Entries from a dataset
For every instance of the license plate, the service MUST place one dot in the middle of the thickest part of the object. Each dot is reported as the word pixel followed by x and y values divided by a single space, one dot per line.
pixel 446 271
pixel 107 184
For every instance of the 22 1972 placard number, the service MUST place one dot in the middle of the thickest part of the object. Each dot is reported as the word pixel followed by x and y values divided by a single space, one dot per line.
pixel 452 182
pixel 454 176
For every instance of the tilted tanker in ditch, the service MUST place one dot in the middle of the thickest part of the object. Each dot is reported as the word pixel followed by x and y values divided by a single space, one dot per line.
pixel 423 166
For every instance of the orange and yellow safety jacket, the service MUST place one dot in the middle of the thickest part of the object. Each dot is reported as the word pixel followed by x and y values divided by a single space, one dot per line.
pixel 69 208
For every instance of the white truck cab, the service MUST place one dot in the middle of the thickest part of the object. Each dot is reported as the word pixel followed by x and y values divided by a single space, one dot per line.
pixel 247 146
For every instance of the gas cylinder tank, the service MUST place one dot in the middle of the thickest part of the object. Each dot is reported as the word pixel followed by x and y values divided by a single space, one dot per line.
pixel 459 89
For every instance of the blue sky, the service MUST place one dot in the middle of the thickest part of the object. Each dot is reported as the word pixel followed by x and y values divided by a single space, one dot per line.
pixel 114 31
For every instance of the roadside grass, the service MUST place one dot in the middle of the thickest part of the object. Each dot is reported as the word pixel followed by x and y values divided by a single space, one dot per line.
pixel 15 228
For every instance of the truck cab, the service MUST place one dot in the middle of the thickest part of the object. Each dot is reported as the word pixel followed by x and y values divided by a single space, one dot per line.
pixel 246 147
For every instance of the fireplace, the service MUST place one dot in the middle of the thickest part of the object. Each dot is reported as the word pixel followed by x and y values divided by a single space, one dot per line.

STATED PROBLEM →
Render as a numbered list every line from the one containing "For every instance of the blue" down to the one containing "pixel 15 228", both included, and omit any blank lines.

FULL OUTPUT →
1. For every instance of the blue sky, the service MUST place one dot in the middle of the thickest part of the object. Each dot is reported as the word pixel followed by x and y values divided by a single space, one dot per line.
2. pixel 114 31
3. For every instance of the roadside grass, the service MUST place one dot in the middle of the thickest part of the object. Each dot is reported as the word pixel followed by x and y values divided by a single space, one dot per line.
4. pixel 15 228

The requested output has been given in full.